■ Passage shown:
[model] Why Motivations cannot be on Bodies

Apologies in advance as this likely reads as lecturing, but there's a lot
of background that needs to be understood (or at least accepted) to explain
why motivations cannot be directly associated with bodies.

Linked Data and RDF assume a globally scoped, open world model, in which
anyone can make any assertion about any resource, and the context of that
assertion is not at all relevant.  Thus if I make the assertion that a
photo depicts Paris, and someone else makes an assertion that the same
photo depicts Tokyo (they both have big towers after all), that's
completely acceptable.  If this wasn't the case, then there would be
semantic battles in the same way as wikipedia has edit wars, but in a fully
distributed system.  Further, if something is not asserted, then it is
assumed to be unknown, not false.  Just because I've asserted that the
photo depicts Paris doesn't make it wrong, a priori, that it also depicts
Tokyo (it could be a montage).  It would also depict many other things
beyond Paris even if it didn't depict Tokyo.

The side effect of this is that when you want to make explicit claims about
resources that are only true in a particular context, you cannot make the
claim about the resource in general.  As bodies (and targets) of
Annotations are web resources, not properties of the Annotation, if we want
to make claims about that resource in the context of the annotation, we
need a new resource ... which is a Specific Resource.

We already have this in the model to enable Selectors, States, Styles and
Scope.  You cannot make an assertion that an image has a segment described
by a Selector, as many annotators might annotate different segments of the
same image.  In the open world, all of those selectors are possible and
true ... so when looking at the graph you cannot distinguish which selector
belongs to which annotation.

■ Given information:
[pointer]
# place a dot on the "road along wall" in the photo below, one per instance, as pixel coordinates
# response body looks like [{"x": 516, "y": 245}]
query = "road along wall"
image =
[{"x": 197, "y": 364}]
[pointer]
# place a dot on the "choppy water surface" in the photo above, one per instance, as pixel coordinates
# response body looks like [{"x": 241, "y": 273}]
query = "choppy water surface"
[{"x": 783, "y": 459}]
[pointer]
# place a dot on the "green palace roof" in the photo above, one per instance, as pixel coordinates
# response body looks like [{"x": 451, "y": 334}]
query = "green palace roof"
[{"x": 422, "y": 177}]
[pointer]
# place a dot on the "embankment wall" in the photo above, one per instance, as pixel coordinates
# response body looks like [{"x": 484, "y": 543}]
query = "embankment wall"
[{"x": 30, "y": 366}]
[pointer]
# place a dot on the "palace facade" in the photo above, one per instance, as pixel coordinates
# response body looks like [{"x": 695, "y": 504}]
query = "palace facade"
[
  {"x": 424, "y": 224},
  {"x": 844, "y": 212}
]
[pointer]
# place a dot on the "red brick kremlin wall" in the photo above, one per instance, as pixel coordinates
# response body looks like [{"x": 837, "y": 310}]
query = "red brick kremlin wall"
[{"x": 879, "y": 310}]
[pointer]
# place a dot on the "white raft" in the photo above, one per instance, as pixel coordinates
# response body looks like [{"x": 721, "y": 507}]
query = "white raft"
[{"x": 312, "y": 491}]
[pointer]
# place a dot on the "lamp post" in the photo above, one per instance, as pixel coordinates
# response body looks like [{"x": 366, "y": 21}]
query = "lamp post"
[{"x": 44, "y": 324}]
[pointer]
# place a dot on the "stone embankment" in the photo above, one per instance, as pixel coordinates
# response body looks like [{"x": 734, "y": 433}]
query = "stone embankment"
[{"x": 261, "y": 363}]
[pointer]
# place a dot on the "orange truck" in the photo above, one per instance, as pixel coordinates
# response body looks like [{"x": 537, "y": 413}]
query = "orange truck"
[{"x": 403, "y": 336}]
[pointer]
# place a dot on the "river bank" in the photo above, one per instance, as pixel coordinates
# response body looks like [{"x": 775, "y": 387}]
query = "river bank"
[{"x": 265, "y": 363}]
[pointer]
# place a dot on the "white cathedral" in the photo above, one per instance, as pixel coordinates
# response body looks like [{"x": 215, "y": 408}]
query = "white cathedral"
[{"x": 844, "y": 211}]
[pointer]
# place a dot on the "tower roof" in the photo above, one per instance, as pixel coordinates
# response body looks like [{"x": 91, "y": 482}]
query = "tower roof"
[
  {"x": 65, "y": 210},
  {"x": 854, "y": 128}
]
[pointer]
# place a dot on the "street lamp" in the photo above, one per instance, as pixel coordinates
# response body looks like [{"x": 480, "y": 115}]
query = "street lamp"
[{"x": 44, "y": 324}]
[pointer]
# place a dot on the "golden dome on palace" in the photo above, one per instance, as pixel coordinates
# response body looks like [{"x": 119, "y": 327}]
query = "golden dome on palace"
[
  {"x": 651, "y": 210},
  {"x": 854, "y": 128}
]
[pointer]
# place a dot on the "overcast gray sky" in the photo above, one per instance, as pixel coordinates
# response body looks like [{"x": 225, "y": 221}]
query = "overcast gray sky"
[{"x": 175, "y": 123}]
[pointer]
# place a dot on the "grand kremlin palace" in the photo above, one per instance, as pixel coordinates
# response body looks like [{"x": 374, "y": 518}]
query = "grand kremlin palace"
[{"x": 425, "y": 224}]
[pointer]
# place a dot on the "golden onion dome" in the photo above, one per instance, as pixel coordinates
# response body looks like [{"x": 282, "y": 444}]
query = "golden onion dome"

■ Work to complete:
a. In the passage on why motivations cannot be on bodies, how is something treated when it has not been asserted?
b. Carry on the passage on why motivations cannot be on bodies, starting right after its last sentence.

■ The answers:
a. It is assumed to be unknown, not false.

b.
Thus the Specific Resource stands for the Body or Target in the specific
context of the Annotation.  We can safely make assertions about the
Specific Resource, as we just created it for that purpose, without
colliding with other annotations' assertions.

Given that bodies have the same required features as targets, we have
Specific Resources for bodies.  For example, we could otherwise not say
"this part of this web page is about that part of that image".  Or this
blog at this point in time is about that news article.  This part of this
video is about that part of that data set. And so forth.

Thus, and there will be a test on this next class, we cannot make
annotation specific assertions about either the body or the target directly
on the resource and motivation is (clearly) an annotation specific
assertion, not a global one. We already have a solution for that, which is
the specific resource construction.  This leads to the proposal to allow
motivatedBy on specific resources. (Or potentially and more radically, to
an alternative to do away with multiple bodies completely and have
annotation sets as first class objects)


Thanks and hope that helps!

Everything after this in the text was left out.